Repeat exactly, and only, the lines from the one holding "on shirt in the photo above." through the last line of the records below.

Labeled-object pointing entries
** begin **

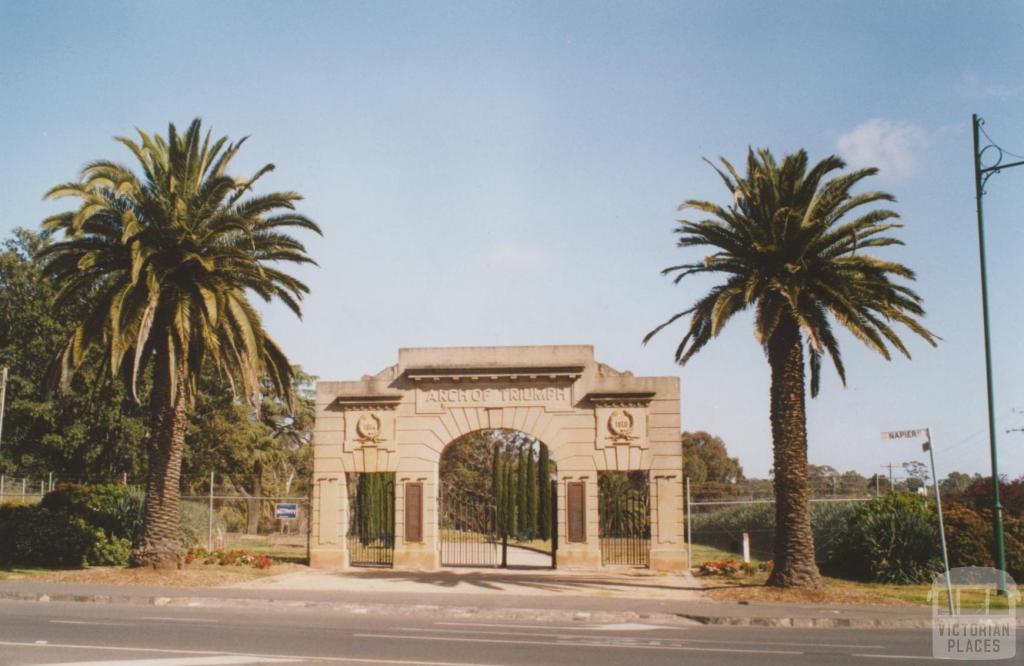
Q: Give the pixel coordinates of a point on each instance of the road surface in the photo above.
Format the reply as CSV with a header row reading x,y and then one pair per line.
x,y
100,634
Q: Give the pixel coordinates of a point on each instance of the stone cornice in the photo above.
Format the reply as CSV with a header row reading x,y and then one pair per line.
x,y
476,374
376,401
623,399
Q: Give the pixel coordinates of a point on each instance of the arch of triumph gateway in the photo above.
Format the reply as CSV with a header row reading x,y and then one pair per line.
x,y
591,417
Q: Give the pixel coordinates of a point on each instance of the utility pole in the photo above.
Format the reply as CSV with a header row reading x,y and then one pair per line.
x,y
890,466
981,176
3,399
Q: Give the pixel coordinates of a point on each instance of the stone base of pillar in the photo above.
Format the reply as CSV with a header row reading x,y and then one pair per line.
x,y
417,558
669,559
579,558
329,558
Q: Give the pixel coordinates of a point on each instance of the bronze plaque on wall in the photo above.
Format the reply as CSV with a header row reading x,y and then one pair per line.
x,y
414,511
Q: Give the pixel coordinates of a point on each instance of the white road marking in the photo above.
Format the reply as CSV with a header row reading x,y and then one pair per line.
x,y
922,658
593,637
548,627
99,624
566,643
338,660
178,661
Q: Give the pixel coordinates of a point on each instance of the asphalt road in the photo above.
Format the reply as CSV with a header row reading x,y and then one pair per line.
x,y
142,635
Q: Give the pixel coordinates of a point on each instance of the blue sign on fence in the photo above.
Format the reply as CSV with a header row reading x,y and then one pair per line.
x,y
288,511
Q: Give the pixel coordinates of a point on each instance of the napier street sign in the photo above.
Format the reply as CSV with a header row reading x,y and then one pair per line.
x,y
286,510
904,434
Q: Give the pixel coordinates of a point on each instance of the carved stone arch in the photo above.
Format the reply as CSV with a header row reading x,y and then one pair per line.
x,y
591,417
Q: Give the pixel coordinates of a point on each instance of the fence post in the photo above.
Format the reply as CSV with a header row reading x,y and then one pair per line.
x,y
689,528
209,530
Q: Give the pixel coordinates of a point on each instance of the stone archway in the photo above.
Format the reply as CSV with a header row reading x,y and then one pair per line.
x,y
592,418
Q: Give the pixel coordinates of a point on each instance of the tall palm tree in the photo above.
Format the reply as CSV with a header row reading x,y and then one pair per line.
x,y
791,246
166,259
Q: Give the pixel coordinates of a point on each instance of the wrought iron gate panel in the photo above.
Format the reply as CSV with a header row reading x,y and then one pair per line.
x,y
371,519
624,526
469,530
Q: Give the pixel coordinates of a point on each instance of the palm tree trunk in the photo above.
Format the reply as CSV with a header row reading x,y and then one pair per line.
x,y
252,504
795,565
160,545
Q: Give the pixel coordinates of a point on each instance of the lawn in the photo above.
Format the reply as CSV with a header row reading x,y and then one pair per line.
x,y
838,590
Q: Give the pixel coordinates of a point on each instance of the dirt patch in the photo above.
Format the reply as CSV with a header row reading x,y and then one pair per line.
x,y
192,576
833,591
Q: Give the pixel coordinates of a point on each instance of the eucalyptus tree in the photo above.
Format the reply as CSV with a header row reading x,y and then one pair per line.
x,y
791,245
167,257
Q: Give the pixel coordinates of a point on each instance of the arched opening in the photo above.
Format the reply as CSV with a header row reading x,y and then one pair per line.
x,y
497,505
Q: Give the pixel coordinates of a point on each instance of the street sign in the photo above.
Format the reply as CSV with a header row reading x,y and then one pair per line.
x,y
904,434
285,510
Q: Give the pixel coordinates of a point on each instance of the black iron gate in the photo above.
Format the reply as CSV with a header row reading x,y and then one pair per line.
x,y
624,511
475,532
371,519
470,535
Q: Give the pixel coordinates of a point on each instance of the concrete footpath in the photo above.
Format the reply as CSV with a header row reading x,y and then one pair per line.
x,y
554,596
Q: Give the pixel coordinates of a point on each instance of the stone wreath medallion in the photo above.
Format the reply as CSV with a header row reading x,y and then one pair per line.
x,y
621,425
369,428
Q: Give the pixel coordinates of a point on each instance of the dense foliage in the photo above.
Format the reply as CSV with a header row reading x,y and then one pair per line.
x,y
722,527
73,526
92,432
891,539
166,257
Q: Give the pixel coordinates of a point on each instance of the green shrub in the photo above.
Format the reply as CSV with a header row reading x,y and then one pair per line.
x,y
35,536
109,550
891,539
723,526
195,524
73,526
970,538
116,509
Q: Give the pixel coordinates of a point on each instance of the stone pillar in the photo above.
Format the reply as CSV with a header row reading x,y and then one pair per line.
x,y
329,523
668,547
425,553
586,554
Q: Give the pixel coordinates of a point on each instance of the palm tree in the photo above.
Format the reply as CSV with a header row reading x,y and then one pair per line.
x,y
166,258
791,246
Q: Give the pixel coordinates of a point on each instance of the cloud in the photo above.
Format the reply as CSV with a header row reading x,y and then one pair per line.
x,y
516,255
893,147
971,86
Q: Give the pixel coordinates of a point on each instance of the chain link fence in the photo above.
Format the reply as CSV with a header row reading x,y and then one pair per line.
x,y
216,514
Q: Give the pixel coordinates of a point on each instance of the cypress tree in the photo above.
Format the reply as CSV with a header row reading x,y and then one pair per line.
x,y
361,501
509,491
498,490
522,521
532,496
544,488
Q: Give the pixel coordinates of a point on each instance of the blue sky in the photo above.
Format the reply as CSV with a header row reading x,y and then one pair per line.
x,y
507,173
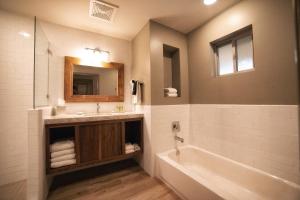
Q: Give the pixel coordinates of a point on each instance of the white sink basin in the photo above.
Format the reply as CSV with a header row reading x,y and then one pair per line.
x,y
98,114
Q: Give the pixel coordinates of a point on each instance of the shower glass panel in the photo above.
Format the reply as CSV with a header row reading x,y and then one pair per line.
x,y
41,67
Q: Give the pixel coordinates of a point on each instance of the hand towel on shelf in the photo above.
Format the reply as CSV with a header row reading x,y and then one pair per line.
x,y
61,145
171,95
170,90
137,93
136,147
63,158
129,146
63,163
62,152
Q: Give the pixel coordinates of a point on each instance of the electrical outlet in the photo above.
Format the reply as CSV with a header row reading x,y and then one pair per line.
x,y
175,126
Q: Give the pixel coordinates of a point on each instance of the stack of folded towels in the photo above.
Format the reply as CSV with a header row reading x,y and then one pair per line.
x,y
130,148
170,92
62,153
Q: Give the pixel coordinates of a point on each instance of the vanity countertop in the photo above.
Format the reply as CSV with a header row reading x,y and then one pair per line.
x,y
89,117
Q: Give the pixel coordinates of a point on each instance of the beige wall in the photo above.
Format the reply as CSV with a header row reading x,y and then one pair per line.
x,y
274,80
65,41
160,35
141,61
16,94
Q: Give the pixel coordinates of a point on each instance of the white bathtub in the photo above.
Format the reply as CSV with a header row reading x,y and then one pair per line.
x,y
199,174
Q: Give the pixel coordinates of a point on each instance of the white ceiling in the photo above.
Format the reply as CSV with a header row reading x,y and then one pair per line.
x,y
132,15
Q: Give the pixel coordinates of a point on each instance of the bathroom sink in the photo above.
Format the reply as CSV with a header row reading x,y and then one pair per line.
x,y
98,114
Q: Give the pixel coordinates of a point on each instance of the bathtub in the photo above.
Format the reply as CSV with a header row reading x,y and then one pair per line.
x,y
197,174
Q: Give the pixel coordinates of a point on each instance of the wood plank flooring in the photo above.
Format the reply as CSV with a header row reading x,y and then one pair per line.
x,y
13,191
127,183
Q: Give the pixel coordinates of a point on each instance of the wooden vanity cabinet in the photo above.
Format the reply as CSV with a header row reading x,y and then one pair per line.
x,y
96,143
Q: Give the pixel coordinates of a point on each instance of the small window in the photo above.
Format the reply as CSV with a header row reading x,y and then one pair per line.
x,y
234,52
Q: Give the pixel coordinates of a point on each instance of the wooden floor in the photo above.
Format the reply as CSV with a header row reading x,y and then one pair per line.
x,y
13,191
128,183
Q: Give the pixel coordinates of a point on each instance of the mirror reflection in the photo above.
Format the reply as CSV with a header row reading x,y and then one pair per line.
x,y
89,80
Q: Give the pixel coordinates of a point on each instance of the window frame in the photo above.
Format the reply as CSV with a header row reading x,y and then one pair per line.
x,y
232,39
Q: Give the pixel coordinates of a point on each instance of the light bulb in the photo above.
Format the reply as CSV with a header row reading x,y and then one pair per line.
x,y
209,2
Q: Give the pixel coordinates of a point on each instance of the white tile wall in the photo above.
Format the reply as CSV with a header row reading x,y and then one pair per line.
x,y
262,136
161,121
158,135
146,160
16,89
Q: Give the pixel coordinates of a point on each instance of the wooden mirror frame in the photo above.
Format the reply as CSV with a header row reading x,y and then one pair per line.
x,y
68,83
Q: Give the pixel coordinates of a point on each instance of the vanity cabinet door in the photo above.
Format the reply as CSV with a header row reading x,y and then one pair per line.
x,y
89,143
111,140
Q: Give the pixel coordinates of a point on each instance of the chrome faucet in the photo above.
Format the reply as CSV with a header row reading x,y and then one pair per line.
x,y
98,107
179,139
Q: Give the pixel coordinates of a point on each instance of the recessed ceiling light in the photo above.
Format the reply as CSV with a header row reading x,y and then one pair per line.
x,y
209,2
24,34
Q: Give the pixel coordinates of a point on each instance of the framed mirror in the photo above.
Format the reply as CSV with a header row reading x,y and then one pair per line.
x,y
84,83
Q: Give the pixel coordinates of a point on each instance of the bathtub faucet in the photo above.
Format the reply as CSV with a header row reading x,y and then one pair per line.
x,y
179,139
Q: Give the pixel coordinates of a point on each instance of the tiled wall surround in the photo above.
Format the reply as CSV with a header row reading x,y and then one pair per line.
x,y
16,83
263,136
158,135
161,121
36,180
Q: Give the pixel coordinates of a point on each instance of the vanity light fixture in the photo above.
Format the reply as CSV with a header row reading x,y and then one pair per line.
x,y
209,2
24,34
94,57
102,55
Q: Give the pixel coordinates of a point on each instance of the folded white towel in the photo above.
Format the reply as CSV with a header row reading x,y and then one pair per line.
x,y
61,145
129,151
63,163
171,95
170,90
62,153
63,158
136,147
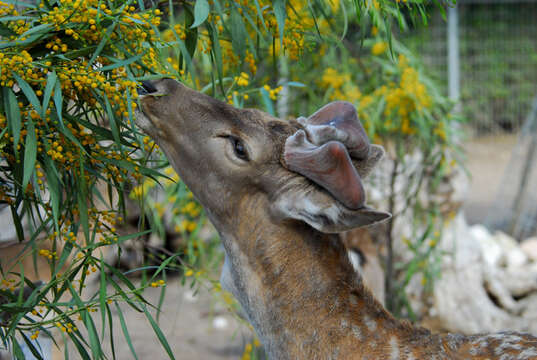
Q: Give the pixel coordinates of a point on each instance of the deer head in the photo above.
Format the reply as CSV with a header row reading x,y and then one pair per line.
x,y
276,191
307,170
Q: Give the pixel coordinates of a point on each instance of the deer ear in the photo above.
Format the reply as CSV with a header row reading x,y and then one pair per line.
x,y
316,207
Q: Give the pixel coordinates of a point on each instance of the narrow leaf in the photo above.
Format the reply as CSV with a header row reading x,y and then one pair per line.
x,y
159,333
201,12
28,92
30,153
125,331
13,115
280,14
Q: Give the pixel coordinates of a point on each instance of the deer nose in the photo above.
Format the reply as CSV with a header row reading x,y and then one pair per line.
x,y
146,88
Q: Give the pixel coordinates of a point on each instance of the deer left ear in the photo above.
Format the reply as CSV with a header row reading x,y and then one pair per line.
x,y
322,211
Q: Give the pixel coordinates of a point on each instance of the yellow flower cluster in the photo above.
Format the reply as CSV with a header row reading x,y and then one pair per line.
x,y
273,93
8,284
68,326
379,48
406,97
48,254
158,283
243,79
341,86
89,92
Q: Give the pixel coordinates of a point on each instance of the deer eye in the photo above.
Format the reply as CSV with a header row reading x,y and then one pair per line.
x,y
238,148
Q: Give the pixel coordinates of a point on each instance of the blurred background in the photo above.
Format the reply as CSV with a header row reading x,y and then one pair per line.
x,y
450,91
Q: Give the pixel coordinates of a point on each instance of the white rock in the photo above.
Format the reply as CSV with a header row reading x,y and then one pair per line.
x,y
529,246
491,250
220,322
516,258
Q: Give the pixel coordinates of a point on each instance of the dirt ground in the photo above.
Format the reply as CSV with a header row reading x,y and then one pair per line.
x,y
195,327
198,329
487,160
187,322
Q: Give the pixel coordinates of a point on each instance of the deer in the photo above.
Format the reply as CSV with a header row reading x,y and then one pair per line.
x,y
279,192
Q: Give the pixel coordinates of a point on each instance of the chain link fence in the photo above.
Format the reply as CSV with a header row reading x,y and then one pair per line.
x,y
497,43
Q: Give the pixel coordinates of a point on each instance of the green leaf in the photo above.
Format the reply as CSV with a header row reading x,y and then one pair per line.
x,y
113,122
102,296
159,333
58,101
125,331
238,33
191,40
30,153
51,81
122,62
13,115
28,92
18,223
82,198
260,15
103,42
53,181
37,30
267,101
280,14
201,12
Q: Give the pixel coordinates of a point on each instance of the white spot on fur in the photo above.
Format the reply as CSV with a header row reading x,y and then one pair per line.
x,y
355,261
394,348
302,208
356,332
370,323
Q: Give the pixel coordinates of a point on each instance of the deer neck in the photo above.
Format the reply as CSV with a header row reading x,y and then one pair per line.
x,y
299,290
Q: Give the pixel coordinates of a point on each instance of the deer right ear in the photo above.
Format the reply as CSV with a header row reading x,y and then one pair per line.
x,y
317,208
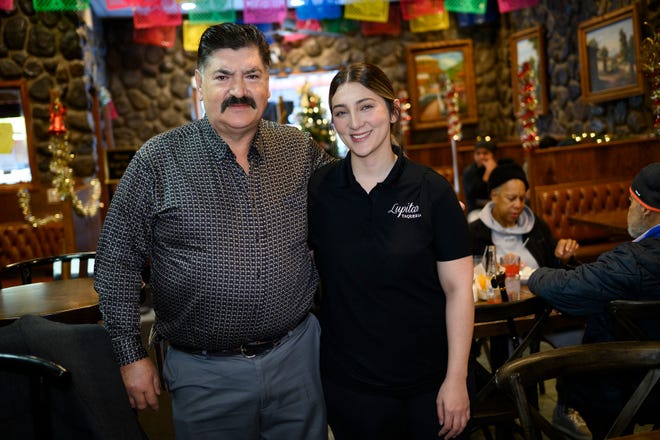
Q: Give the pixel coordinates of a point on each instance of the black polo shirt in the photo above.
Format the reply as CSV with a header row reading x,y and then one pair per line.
x,y
383,309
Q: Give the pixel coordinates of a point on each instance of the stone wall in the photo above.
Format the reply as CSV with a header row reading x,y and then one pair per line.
x,y
47,50
151,86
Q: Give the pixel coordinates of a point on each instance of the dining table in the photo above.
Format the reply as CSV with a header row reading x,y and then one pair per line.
x,y
72,301
615,220
556,321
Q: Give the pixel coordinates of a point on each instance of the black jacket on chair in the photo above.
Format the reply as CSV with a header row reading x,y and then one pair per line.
x,y
94,406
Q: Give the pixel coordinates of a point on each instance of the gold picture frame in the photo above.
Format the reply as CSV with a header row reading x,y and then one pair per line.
x,y
609,56
430,65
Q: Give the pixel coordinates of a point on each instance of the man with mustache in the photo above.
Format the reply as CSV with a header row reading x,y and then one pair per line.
x,y
217,207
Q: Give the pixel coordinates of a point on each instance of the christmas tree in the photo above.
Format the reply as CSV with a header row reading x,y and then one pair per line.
x,y
313,119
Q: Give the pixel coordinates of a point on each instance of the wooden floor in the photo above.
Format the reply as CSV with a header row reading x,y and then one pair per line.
x,y
158,424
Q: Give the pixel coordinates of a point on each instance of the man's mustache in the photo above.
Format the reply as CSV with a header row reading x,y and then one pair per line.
x,y
232,100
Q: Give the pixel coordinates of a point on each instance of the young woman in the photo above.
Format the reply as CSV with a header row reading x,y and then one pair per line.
x,y
391,245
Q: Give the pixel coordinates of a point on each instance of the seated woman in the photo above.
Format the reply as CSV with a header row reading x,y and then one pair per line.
x,y
513,228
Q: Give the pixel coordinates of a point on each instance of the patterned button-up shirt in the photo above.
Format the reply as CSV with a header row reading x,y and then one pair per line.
x,y
228,250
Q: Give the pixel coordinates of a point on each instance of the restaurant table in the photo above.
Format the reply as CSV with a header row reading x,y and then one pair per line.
x,y
646,435
614,220
72,301
555,322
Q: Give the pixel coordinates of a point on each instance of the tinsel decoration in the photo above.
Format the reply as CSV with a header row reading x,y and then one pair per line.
x,y
24,203
405,117
454,126
312,119
528,103
63,181
650,55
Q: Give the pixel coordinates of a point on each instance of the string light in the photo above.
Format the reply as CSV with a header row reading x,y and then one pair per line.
x,y
63,180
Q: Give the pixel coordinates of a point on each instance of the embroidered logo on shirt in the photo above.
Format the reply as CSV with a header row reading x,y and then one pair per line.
x,y
405,211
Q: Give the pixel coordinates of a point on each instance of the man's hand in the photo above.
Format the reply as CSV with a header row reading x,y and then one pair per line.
x,y
142,384
489,163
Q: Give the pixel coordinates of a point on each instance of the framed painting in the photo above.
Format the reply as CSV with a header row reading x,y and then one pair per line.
x,y
431,66
609,56
529,46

** end **

▸ **Answer in full**:
Q: Give the pixel coordinates of a point on each instance of the embroidered logo on shirt in the photo above.
Format the reply as CSV with a header row reading x,y and then one pair per line.
x,y
405,211
Q: Give the pixel coordinates of a point on each instance of the man's hand in the photo above.
Format the reply as CSV with a header row reading x,y and then one pair per line.
x,y
142,384
489,163
Q: Give the pixel coordinates of a point on each instance of the framed painting in the photo above.
Format the reply as CSV with a header row reading x,y and then one pair per line.
x,y
431,66
609,56
529,46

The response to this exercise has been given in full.